◆ Task description ◆
Among the entries below, find the lines holding "trees" and copy them.

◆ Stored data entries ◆
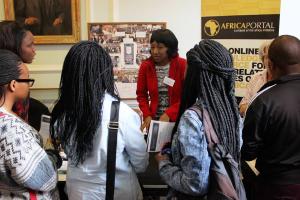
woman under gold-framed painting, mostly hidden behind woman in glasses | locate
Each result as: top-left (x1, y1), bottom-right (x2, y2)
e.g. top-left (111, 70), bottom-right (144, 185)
top-left (0, 21), bottom-right (35, 121)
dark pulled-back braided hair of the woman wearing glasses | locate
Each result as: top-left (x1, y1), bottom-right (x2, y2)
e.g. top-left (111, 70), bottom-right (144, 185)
top-left (0, 49), bottom-right (22, 106)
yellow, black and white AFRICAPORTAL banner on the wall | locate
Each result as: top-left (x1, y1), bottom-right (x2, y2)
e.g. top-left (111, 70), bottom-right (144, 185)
top-left (201, 0), bottom-right (280, 96)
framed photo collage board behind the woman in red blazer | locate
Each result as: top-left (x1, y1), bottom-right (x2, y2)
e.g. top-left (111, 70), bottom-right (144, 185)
top-left (87, 22), bottom-right (166, 100)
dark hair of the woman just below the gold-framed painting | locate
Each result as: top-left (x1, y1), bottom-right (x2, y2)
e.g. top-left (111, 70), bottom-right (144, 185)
top-left (0, 21), bottom-right (28, 56)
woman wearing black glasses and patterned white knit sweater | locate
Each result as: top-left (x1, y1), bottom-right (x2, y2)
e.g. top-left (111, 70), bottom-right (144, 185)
top-left (0, 49), bottom-right (61, 200)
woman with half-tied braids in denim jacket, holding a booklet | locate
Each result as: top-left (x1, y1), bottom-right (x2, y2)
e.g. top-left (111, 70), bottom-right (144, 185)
top-left (156, 40), bottom-right (240, 199)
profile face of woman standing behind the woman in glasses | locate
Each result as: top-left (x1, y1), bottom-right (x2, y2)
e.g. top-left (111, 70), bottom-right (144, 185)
top-left (20, 31), bottom-right (35, 64)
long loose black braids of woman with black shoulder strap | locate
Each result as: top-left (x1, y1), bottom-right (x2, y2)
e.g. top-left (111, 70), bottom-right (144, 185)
top-left (50, 41), bottom-right (119, 165)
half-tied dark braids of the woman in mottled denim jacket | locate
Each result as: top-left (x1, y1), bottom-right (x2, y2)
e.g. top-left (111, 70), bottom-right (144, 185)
top-left (175, 40), bottom-right (240, 161)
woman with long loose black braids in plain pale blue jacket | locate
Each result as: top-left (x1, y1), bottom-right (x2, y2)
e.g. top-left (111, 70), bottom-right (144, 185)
top-left (51, 41), bottom-right (148, 200)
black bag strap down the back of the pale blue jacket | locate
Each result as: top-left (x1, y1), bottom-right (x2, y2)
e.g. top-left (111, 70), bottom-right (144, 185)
top-left (105, 101), bottom-right (120, 200)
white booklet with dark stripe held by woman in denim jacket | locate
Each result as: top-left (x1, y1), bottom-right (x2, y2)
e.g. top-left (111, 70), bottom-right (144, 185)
top-left (147, 120), bottom-right (175, 152)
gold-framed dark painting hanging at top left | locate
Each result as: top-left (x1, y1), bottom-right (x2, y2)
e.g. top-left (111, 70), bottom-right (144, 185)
top-left (3, 0), bottom-right (80, 44)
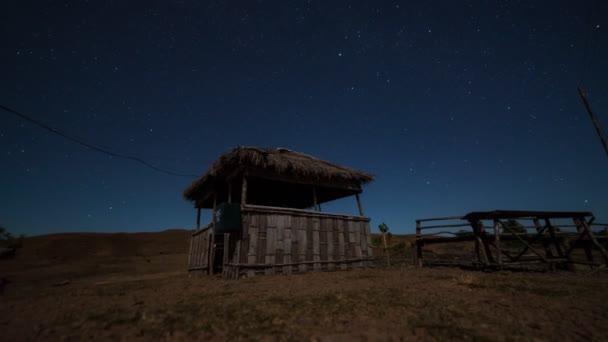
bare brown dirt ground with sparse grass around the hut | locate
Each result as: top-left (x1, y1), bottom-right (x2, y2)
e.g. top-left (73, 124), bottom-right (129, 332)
top-left (0, 230), bottom-right (608, 341)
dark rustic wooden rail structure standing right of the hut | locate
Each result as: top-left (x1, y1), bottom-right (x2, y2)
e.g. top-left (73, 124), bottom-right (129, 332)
top-left (414, 210), bottom-right (608, 269)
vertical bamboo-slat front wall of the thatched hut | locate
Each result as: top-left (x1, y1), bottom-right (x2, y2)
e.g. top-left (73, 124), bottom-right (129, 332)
top-left (224, 206), bottom-right (372, 277)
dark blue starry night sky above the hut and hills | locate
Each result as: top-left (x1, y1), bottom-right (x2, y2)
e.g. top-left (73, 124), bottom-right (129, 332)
top-left (0, 0), bottom-right (608, 235)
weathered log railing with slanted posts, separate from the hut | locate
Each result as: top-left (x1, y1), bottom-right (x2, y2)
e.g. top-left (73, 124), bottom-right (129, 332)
top-left (414, 216), bottom-right (608, 269)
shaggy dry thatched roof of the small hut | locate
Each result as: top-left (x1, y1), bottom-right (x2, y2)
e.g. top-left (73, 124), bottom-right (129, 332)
top-left (184, 147), bottom-right (374, 207)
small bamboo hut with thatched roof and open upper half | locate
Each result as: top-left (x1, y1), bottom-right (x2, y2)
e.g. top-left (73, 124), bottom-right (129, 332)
top-left (184, 147), bottom-right (373, 277)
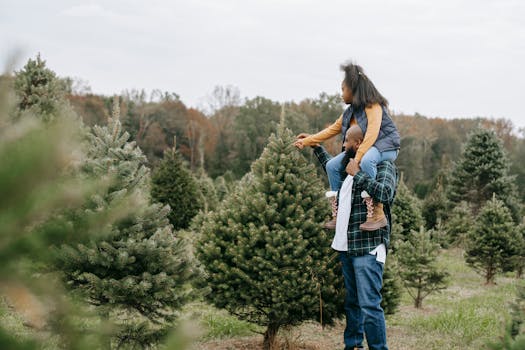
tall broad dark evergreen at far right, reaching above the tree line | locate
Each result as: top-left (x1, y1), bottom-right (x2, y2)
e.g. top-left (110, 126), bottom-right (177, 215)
top-left (448, 128), bottom-right (521, 221)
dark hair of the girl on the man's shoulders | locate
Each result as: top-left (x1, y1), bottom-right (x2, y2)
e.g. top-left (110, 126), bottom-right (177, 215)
top-left (341, 63), bottom-right (388, 108)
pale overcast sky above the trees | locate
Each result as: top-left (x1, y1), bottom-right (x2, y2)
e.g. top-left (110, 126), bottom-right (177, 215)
top-left (0, 0), bottom-right (525, 127)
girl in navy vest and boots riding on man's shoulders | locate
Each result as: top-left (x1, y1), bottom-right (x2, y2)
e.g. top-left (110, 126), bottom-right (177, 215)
top-left (295, 63), bottom-right (400, 231)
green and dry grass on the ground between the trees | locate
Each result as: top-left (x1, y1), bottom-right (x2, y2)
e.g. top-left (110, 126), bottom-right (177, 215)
top-left (0, 249), bottom-right (524, 350)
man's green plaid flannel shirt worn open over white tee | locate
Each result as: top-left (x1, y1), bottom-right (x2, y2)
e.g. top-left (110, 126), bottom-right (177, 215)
top-left (314, 146), bottom-right (399, 256)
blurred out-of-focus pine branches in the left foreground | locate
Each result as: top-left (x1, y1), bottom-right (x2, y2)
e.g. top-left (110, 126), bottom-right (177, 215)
top-left (0, 67), bottom-right (111, 350)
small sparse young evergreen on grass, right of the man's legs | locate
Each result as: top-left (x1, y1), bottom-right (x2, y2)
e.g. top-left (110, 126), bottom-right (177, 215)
top-left (396, 227), bottom-right (448, 308)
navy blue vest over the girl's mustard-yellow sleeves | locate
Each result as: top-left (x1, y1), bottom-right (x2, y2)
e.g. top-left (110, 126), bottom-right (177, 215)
top-left (341, 105), bottom-right (401, 152)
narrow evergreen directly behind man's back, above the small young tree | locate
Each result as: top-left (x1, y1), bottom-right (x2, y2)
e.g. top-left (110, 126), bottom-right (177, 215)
top-left (392, 178), bottom-right (423, 246)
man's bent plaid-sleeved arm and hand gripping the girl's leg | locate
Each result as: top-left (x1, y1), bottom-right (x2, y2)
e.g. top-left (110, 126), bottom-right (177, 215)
top-left (347, 159), bottom-right (397, 204)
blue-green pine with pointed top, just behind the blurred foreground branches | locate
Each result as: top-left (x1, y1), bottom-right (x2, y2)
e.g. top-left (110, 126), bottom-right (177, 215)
top-left (56, 95), bottom-right (192, 347)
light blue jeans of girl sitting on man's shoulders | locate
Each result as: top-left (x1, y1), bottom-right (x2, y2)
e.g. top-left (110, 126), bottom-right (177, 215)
top-left (326, 146), bottom-right (398, 191)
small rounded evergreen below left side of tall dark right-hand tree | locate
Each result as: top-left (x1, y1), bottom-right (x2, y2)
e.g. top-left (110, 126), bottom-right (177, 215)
top-left (444, 201), bottom-right (474, 248)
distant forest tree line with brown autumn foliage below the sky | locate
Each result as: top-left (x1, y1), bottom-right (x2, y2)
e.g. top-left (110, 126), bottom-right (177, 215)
top-left (65, 80), bottom-right (525, 198)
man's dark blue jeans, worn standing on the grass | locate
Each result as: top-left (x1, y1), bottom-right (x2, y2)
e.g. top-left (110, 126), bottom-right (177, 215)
top-left (339, 252), bottom-right (388, 350)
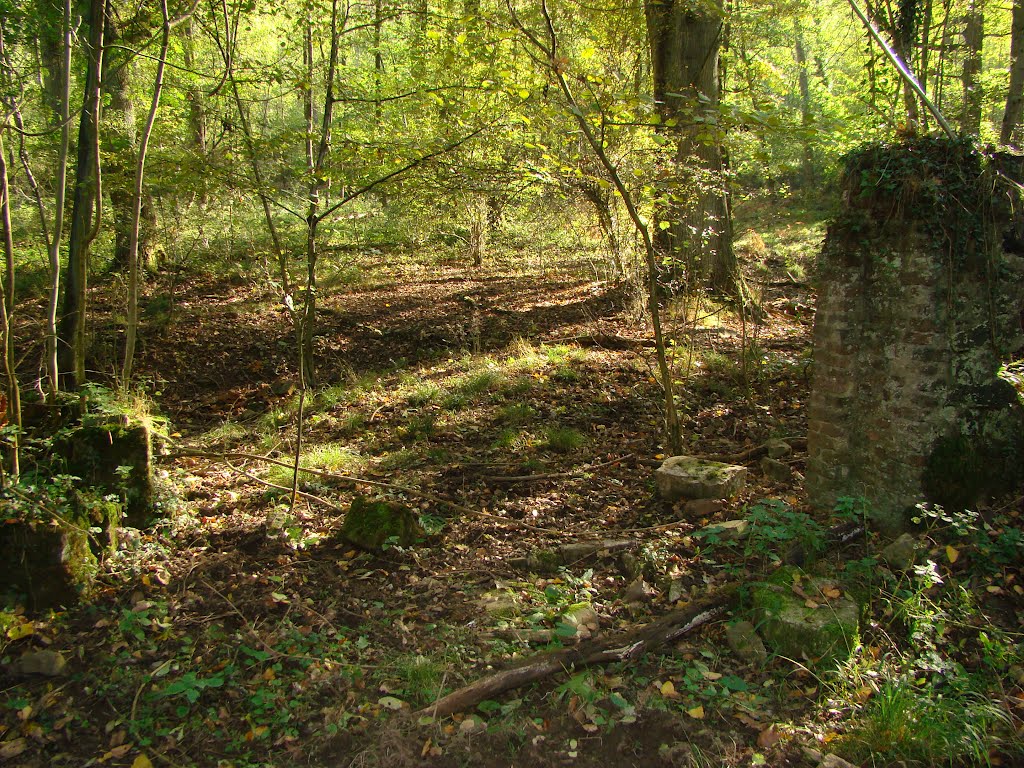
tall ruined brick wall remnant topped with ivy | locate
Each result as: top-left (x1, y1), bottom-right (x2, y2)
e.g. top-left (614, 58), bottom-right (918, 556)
top-left (807, 138), bottom-right (1024, 528)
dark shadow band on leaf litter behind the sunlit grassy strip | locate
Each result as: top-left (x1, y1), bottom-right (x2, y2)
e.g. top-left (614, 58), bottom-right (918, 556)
top-left (139, 269), bottom-right (627, 427)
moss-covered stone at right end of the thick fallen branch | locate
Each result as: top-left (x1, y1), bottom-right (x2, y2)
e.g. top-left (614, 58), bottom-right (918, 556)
top-left (753, 566), bottom-right (860, 668)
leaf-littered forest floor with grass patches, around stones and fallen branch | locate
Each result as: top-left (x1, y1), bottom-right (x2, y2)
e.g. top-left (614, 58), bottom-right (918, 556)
top-left (0, 199), bottom-right (1024, 768)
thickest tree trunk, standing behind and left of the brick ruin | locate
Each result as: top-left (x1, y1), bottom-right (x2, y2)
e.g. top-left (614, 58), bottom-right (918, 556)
top-left (644, 0), bottom-right (736, 293)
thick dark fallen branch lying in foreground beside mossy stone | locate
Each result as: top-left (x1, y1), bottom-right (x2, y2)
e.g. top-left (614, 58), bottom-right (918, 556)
top-left (417, 584), bottom-right (739, 718)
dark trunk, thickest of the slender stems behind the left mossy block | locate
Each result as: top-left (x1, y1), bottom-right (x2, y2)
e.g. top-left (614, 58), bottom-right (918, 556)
top-left (57, 0), bottom-right (105, 389)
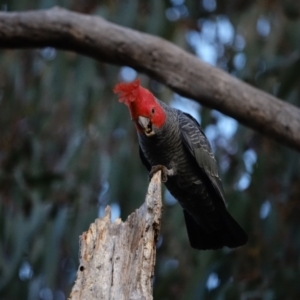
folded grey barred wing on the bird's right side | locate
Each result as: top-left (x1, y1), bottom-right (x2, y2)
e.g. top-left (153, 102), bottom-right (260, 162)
top-left (179, 113), bottom-right (225, 203)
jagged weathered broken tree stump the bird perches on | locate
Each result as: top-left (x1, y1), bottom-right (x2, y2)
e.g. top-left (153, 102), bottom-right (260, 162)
top-left (69, 171), bottom-right (162, 300)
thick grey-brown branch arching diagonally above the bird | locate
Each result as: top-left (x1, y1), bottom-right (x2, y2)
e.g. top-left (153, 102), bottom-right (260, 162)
top-left (0, 8), bottom-right (300, 151)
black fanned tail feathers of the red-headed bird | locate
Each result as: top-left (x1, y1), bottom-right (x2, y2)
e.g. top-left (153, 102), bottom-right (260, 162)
top-left (183, 209), bottom-right (248, 250)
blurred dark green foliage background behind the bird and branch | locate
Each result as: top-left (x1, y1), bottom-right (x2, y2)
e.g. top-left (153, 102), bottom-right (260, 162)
top-left (0, 0), bottom-right (300, 300)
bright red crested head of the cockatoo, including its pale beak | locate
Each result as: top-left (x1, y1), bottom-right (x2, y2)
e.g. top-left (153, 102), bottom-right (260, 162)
top-left (114, 79), bottom-right (166, 136)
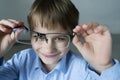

◆ Result ◆
pale overcast sky above the trees | locate
green and dry grass on the ground between the trees | locate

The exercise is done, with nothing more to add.